··· Source records

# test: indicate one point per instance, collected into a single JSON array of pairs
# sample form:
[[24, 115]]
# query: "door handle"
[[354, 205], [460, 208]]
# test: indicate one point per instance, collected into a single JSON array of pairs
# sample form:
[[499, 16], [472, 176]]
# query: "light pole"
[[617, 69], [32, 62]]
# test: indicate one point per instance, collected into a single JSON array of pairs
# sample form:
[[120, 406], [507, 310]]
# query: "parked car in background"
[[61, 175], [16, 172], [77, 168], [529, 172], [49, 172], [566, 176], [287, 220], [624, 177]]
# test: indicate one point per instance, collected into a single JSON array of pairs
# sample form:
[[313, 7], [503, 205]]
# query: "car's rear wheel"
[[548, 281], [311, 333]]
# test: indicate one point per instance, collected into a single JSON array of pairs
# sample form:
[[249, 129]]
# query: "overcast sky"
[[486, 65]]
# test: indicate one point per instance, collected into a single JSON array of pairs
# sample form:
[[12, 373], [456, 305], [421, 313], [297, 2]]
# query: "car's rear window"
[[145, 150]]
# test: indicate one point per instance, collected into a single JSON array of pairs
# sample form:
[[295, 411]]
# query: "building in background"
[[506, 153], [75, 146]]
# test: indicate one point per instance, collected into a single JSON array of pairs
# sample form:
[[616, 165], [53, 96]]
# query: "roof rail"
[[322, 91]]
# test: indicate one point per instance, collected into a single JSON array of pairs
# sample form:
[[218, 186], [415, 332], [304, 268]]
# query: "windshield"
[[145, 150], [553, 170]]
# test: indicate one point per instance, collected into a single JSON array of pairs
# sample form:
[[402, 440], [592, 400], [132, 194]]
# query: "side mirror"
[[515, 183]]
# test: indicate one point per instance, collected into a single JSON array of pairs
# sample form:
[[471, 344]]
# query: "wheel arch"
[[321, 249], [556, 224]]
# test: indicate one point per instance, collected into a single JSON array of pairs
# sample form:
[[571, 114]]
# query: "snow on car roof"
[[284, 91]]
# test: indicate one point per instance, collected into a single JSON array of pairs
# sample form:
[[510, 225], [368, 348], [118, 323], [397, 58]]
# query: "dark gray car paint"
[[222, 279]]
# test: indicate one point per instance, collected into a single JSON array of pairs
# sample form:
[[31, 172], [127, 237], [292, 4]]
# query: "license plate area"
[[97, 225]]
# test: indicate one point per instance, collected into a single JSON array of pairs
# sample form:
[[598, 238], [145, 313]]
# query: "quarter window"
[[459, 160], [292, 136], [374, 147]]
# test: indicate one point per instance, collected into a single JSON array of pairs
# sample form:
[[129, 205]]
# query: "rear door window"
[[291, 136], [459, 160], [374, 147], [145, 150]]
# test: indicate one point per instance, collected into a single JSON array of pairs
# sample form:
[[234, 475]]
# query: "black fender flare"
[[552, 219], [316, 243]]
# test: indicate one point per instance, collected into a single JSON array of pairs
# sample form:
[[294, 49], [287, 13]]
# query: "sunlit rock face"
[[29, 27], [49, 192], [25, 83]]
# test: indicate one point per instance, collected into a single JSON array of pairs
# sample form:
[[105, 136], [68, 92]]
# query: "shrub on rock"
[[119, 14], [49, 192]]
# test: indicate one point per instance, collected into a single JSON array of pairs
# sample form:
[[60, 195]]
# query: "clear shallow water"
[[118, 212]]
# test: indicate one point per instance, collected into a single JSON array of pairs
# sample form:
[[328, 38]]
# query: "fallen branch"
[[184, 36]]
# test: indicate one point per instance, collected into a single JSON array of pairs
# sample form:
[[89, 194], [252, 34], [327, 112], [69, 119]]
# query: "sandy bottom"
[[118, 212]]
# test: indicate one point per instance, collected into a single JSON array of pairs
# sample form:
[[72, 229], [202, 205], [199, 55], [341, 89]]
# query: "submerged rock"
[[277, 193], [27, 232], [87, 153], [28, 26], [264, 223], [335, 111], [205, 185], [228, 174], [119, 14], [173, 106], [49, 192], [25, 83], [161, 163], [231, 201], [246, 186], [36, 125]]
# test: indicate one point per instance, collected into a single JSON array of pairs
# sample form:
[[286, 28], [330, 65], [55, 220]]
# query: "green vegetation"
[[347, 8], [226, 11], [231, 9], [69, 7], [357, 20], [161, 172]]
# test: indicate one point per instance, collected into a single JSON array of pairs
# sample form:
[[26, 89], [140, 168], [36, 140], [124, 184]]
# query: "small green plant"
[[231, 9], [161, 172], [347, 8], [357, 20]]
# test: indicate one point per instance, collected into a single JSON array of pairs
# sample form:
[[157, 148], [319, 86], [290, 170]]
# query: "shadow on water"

······

--- Task prompt ---
Please report every line in the items above that contains the word "rock", copying each such line in full.

--- Expected answer ---
# query: "sunlit rock face"
# query: "shrub on rock"
# query: "submerged rock"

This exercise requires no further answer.